• QUOTED PASSAGE
******

FDA Considers Modernization of Facility Inspection Technologies
Posted 22 April 2013 | By
The US Food and Drug Administration's (FDA) Center for Drug Evaluation and Research (CDER) is calling for private-sector assistance in the development of new regulatory tools that the agency hopes will allow it to evaluate drug manufacturing facilities' risk factors in real time, allowing it to better set priorities for inspection purposes and evaluate data more fully.
CDER is in charge of regulating the pharmaceutical industry for FDA, and its oversight includes all chemical drugs, some biological products and the manufacturing facilities that make, finish and provide analysis for both.
Two CDER divisions are responsible for performing facility and site inspections: the Office of Scientific Investigations (OSI) and Office of Manufacturing and Product Quality (OMPQ). Those inspections are coordinated by the Office of Regulatory Affairs (ORA), which also conducts many inspections on its own.
The many types of facilities inspected include clinical investigation sites, institutional review boards, bioequivalence sites and manufacturing facilities. The problem, from FDA's perspective, is that the resources available for it to inspect these facilities-which exist by the tens of thousands around the globe-far exceed its operational resources, even when industry-paid user fees are taken into account.

******

Stored data:
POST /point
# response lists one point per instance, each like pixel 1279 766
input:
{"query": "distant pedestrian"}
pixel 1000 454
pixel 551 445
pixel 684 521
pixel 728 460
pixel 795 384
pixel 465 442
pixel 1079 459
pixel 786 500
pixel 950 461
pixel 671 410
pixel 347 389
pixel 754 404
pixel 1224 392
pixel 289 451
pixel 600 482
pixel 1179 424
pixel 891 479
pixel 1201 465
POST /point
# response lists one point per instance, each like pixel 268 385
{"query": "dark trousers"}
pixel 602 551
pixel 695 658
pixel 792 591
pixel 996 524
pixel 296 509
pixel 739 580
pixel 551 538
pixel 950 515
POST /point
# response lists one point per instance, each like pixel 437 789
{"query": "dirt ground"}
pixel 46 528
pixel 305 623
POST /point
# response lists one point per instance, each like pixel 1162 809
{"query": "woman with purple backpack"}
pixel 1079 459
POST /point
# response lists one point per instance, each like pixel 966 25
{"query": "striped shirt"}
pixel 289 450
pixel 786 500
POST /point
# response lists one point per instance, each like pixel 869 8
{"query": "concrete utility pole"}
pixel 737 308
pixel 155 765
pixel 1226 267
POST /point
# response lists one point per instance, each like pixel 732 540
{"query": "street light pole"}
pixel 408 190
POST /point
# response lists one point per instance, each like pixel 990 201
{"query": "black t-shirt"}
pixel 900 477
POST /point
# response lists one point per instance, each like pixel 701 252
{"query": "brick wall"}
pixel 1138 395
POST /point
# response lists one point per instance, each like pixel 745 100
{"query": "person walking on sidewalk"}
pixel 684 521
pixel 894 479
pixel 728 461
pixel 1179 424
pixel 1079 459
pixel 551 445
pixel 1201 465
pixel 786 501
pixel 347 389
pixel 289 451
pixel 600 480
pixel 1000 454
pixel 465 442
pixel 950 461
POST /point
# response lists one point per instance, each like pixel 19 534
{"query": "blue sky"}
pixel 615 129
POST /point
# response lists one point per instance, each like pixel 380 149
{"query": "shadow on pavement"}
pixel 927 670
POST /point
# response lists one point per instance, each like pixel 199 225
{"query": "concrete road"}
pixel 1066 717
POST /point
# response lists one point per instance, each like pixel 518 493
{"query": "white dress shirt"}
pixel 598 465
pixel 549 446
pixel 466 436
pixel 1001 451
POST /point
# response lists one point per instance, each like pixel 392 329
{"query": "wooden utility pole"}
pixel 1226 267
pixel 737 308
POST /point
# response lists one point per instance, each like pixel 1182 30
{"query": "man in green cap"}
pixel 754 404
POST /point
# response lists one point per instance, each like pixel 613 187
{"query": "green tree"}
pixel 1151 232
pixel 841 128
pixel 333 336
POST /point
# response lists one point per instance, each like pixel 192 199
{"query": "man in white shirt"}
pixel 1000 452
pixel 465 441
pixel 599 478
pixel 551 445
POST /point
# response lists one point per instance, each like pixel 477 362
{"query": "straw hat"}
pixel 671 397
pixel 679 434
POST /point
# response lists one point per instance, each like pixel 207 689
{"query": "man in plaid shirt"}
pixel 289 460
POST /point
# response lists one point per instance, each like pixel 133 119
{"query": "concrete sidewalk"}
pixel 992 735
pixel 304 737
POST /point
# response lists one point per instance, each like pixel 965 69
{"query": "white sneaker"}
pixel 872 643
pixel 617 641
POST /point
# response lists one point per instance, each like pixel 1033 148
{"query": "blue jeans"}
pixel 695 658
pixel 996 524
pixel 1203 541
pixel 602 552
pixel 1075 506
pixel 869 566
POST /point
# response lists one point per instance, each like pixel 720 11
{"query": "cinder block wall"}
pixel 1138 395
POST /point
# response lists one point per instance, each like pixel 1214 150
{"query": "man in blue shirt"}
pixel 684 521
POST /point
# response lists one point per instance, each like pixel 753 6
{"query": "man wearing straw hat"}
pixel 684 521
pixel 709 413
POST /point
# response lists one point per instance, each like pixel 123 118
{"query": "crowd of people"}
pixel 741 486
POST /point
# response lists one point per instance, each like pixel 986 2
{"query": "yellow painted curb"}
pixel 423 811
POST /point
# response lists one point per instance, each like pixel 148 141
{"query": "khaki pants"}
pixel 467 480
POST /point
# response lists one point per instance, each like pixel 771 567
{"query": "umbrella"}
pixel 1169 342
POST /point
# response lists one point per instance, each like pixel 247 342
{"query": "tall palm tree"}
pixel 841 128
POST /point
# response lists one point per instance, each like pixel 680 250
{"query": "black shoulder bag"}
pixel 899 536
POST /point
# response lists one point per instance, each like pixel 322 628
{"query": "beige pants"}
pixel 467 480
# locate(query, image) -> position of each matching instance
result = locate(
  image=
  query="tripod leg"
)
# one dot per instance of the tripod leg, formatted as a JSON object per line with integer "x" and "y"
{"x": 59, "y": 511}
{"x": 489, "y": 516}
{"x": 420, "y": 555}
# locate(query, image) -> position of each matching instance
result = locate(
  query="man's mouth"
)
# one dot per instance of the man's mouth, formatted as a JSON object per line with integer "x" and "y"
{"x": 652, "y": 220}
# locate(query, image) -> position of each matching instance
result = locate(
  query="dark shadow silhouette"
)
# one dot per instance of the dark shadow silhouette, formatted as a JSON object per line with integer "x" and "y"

******

• QUESTIONS ON THE MATERIAL
**A)** Transcribe the part of the FDA inspection article starting with "CDER is in charge" and going on through "on its own.".
**B)** Finish out the next part of the FDA inspection article, picking up right after its last sentence.
The rows have nothing to do with the FDA inspection article.

• EXERCISE RESPONSES
**A)**
CDER is in charge of regulating the pharmaceutical industry for FDA, and its oversight includes all chemical drugs, some biological products and the manufacturing facilities that make, finish and provide analysis for both.
Two CDER divisions are responsible for performing facility and site inspections: the Office of Scientific Investigations (OSI) and Office of Manufacturing and Product Quality (OMPQ). Those inspections are coordinated by the Office of Regulatory Affairs (ORA), which also conducts many inspections on its own.

**B)**
Accordingly, the agency has frequently said that it takes a risk-based approach toward inspections, going after those facilities that have the potential to most seriously impact public health or that are most likely to have deficiencies. Historically, determining which facilities to inspect has been something closer to an art than a science. Now, though, FDA is asking for help to make that process much more automated.
New Risk Modeling
In a Request for Information (RFI) posted on FDA's federal contracting website on 18 April 2013, FDA said it is looking for (but is not yet committed to purchasing) third-party support to develop new regulatory tools intended to enhance its inspectional capabilities.
"The purpose of this task is for the Contractor to determine the best commercial off-the-shelf product that can be configured, developed, implemented, and deployed to meet the requirements [of FDA's inspection divisions]," the agency wrote.
Any software would need to support real-time evaluation, priority, reporting, information exchange, interoperability between systems, data analysis and predictive modeling, and "fact-based management to drive decisions and actions," FDA explained. Those capabilities would in turn allow FDA to "select and import quality risk indicators from various internal and external sources … for risk evaluation," the agency added. Those sources are set to include field alerts, recalls and drug quality reports.
Among the higher-level goals of the project is the establishment of a set of best-practice risk models, tools and processes for the following types of inspections:
- Good Clinical Practice (GCP)
- Bioequivalence (BE)
- Good Laboratory Practice (GLP)
- Institutional Review Boards (IRB)
- Radiological Drug Review Committees (RDRC)
- Risk Evaluation and Mitigation Strategies (REMS)
- Post-Marketing Adverse Drug Experiences (PADE)
- Post-Marketing Requirements (PMRs)
- Good Manufacturing Practice (GMP)
FDA said it was looking at an 18-month time frame for project completion once (or if) it gets funded. Companies wishing to participate in the project have until 26 April 2013 to respond.